Object detection data

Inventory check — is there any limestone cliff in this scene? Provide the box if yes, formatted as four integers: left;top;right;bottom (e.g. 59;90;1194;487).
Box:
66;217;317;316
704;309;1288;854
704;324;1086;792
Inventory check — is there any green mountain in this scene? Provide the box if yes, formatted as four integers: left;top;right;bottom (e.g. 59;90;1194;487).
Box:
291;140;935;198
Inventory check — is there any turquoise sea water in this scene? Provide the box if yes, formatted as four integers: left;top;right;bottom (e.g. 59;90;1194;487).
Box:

Objective
Lay out every line of these records as a JSON list of strings, one string per line, leaving out any blank lines.

Task solution
[
  "Inventory check — is there any limestone cliff in this scene? Provide the box if yes, formatted as four integers: left;top;right;bottom (e.g. 59;90;1194;487).",
  "Box:",
  "66;217;317;316",
  "704;309;1288;854",
  "704;324;1086;792",
  "Inventory check — is there any green mountain in this scene? Provide the box if yes, formatted as four integers: left;top;right;bottom (e.g. 59;90;1194;487).",
  "Box:",
  "291;140;935;198",
  "Inventory check — is there any turquoise sea water in this scene? Provide the box if yes, formatted as four integers: left;top;right;bottom (e.g. 59;90;1194;487).",
  "Box:"
]